Extracted data entries

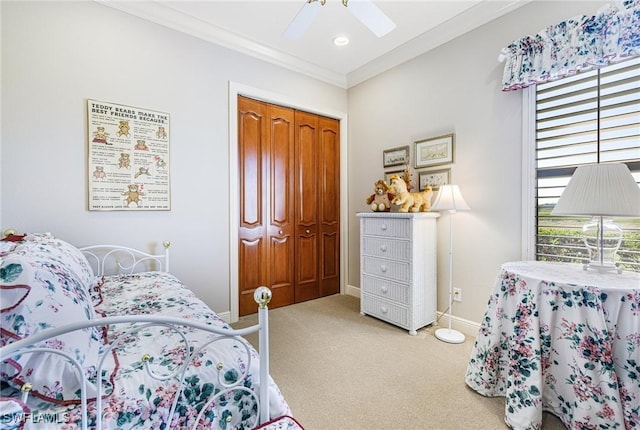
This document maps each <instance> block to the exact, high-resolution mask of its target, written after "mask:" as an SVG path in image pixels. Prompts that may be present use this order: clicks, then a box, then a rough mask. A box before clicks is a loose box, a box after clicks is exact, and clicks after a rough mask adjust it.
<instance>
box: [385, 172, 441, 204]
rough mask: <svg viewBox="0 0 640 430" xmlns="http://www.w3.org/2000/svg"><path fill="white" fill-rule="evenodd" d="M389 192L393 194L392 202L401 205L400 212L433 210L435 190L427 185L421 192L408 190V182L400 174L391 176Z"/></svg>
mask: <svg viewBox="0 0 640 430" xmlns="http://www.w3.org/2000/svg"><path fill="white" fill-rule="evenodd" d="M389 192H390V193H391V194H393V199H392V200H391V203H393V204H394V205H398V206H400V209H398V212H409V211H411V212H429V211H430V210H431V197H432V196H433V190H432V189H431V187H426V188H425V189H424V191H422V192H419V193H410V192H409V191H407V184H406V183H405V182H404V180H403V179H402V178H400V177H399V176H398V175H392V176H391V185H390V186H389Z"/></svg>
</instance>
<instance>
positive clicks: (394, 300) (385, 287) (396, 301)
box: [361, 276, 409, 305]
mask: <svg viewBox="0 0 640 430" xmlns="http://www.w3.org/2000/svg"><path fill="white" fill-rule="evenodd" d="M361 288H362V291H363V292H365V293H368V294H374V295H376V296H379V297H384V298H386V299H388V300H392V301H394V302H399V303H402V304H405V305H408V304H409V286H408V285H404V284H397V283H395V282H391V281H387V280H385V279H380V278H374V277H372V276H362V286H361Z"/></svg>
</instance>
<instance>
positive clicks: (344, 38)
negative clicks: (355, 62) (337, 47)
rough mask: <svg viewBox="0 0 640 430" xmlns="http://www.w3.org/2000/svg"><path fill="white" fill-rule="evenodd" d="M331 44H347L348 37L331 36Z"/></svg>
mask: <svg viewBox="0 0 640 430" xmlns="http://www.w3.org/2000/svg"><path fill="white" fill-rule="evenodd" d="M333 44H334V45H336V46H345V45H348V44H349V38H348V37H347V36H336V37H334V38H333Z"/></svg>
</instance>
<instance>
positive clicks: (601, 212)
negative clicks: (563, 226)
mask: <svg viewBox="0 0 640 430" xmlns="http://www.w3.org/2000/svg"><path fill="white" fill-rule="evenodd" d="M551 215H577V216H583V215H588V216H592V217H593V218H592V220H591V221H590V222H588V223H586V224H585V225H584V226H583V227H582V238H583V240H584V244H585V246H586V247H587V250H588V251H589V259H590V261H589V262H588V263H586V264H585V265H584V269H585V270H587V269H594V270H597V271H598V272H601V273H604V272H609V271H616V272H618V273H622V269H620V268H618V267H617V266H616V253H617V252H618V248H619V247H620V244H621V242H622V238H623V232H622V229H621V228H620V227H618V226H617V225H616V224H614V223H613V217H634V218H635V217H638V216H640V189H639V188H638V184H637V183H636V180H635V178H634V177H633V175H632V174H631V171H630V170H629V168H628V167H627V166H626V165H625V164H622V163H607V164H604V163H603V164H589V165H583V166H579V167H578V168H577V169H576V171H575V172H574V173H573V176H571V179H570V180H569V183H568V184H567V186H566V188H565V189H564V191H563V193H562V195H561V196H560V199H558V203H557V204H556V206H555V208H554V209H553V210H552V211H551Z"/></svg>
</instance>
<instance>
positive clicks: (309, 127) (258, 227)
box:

--

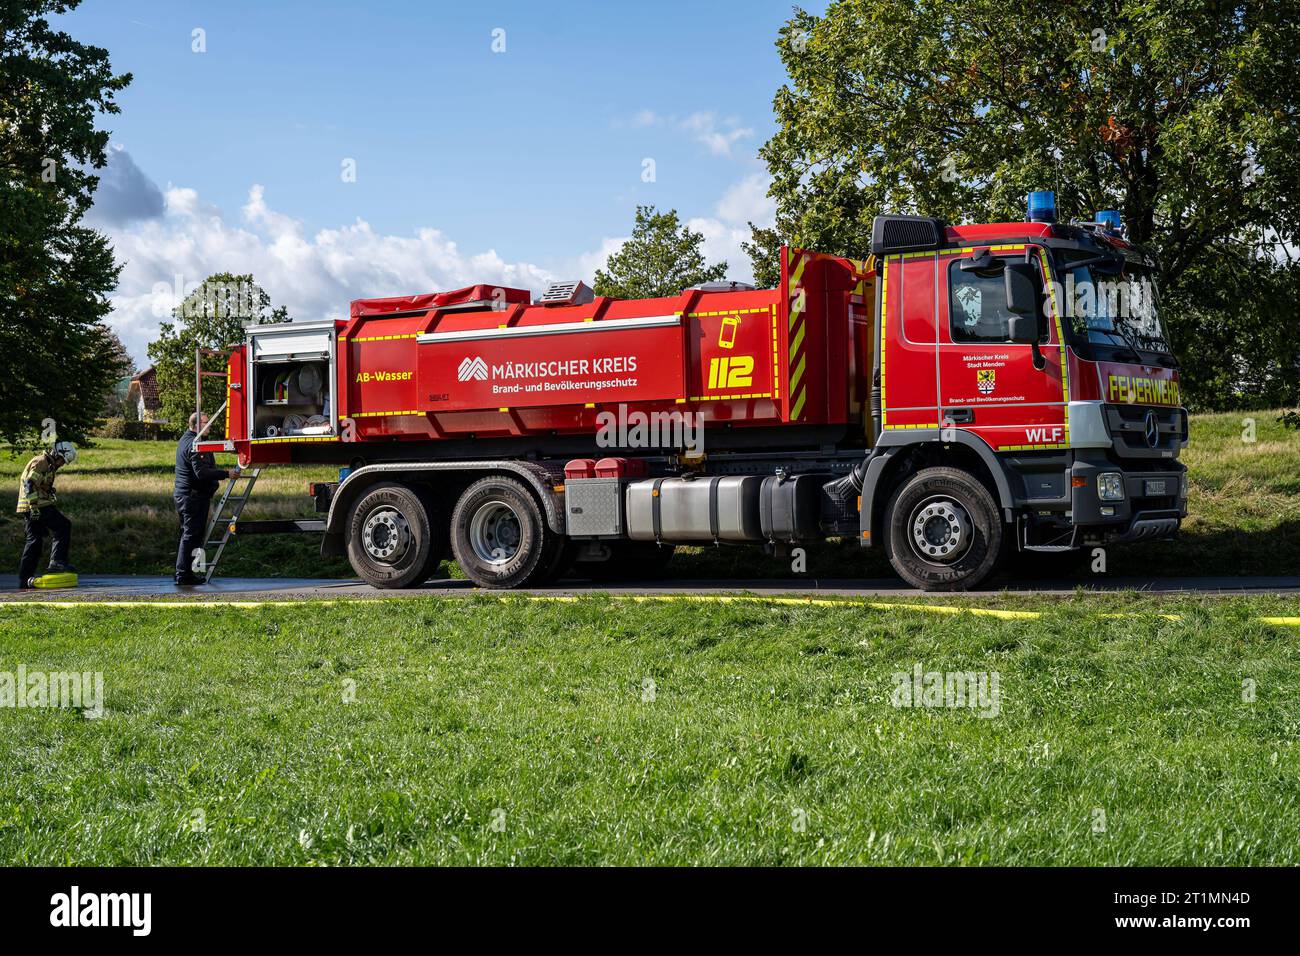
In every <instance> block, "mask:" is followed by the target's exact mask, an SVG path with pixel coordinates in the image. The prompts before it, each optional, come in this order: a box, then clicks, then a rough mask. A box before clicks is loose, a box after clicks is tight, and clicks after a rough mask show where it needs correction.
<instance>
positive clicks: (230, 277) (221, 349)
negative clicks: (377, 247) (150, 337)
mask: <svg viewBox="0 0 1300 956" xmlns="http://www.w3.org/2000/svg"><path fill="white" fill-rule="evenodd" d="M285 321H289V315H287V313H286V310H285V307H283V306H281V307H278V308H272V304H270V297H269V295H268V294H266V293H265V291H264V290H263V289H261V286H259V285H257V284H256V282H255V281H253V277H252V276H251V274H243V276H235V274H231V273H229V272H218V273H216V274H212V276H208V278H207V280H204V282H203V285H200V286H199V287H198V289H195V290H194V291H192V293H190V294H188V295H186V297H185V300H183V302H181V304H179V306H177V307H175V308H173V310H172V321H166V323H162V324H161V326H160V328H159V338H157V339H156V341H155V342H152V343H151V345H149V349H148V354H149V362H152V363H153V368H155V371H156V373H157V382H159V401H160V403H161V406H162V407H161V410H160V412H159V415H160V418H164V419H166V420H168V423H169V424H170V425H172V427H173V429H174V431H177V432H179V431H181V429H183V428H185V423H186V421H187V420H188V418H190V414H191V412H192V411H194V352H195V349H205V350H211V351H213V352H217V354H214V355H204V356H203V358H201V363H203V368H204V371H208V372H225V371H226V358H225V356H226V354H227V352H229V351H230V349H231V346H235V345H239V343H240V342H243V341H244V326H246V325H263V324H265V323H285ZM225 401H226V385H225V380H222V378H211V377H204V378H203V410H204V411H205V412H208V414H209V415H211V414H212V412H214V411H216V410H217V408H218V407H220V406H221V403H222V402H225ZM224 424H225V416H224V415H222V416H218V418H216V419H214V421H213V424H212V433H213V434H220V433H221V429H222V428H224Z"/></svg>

- **Request**
Can you copy the data lines word for word, from the line containing "This document maps" through the line containing "box: [385, 172, 441, 204]", including both of those lines?

- **Exercise answer**
This document maps each <instance> block to the exact, high-resolution mask of its target, written after "mask:" as an SVG path in image pixels. Prompts that may be present use this order: clicks, then a box, then a rough mask. A box before clicks is a loose box, a box after clicks is exact, and clicks after a rough mask adjust it.
<instance>
box: [385, 172, 441, 204]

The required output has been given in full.